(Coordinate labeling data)

────────────────

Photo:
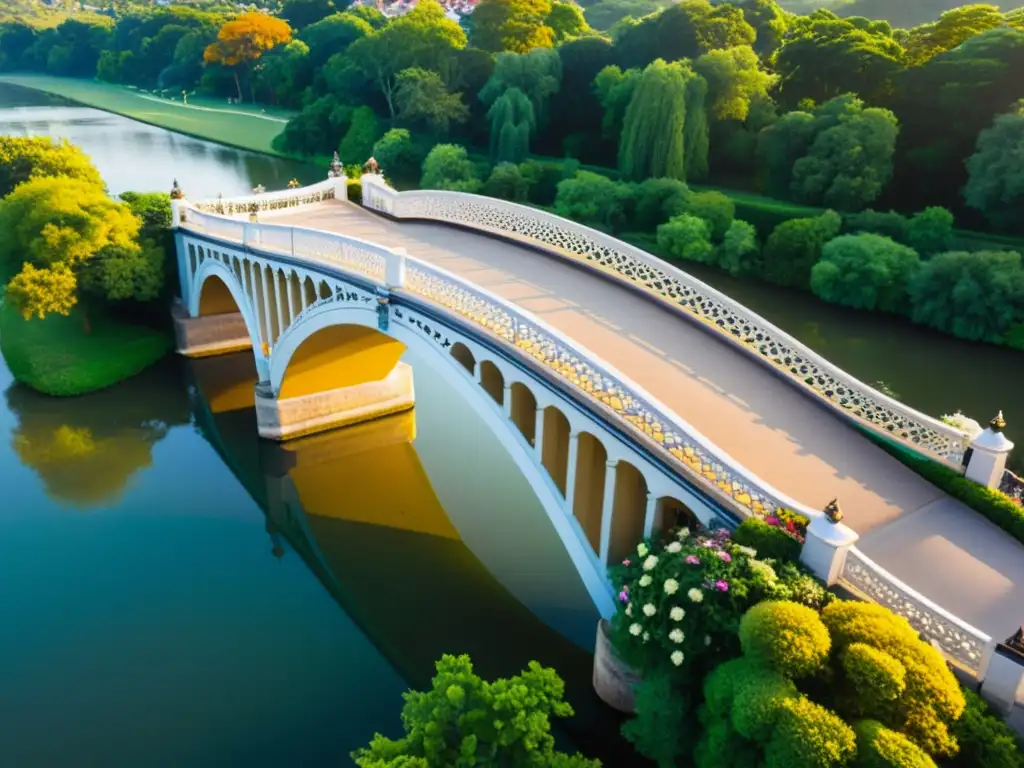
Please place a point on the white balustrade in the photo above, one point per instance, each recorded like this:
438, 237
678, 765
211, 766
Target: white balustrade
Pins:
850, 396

────────────────

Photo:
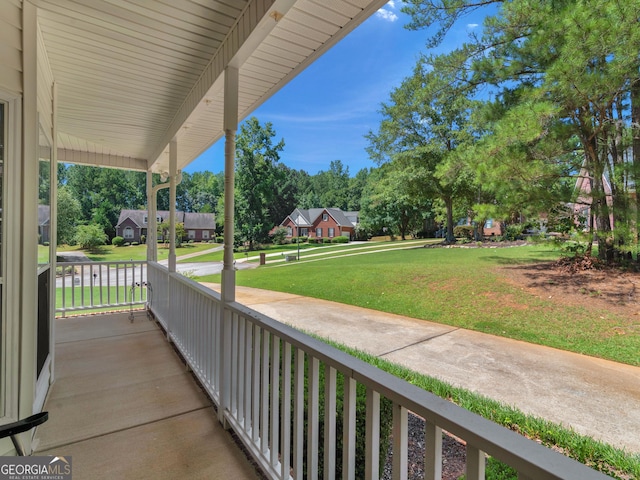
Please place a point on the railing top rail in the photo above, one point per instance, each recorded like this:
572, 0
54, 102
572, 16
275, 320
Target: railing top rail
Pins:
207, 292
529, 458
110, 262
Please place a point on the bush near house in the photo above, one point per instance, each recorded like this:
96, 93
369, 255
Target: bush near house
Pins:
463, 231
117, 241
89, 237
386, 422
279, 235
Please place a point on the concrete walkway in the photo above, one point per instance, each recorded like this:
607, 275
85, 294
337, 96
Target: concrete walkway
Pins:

────────────────

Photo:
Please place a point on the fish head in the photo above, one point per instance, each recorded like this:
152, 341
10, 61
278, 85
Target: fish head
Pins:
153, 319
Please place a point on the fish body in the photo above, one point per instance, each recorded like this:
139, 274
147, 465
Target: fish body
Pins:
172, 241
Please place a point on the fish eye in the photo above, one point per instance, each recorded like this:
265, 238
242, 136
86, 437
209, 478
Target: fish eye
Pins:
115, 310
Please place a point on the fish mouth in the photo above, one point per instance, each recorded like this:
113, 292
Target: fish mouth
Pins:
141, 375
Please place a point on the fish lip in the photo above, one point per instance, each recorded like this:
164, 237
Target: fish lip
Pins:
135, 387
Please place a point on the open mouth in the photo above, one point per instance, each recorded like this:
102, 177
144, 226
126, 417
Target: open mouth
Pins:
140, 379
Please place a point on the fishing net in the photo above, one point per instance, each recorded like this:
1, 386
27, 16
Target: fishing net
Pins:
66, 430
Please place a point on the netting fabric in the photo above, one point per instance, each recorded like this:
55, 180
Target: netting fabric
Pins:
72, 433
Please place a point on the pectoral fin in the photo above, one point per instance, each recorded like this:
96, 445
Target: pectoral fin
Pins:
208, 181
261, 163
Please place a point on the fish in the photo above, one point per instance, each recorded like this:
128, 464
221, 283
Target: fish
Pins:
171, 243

────────────────

Find every line in the entries above that contains the word "open". Copy each of those lines, treating uppercase and lowercase as different.

Please place a point on the open mouth in the photo above, one point per instance, each recorded like this:
Target: open mouth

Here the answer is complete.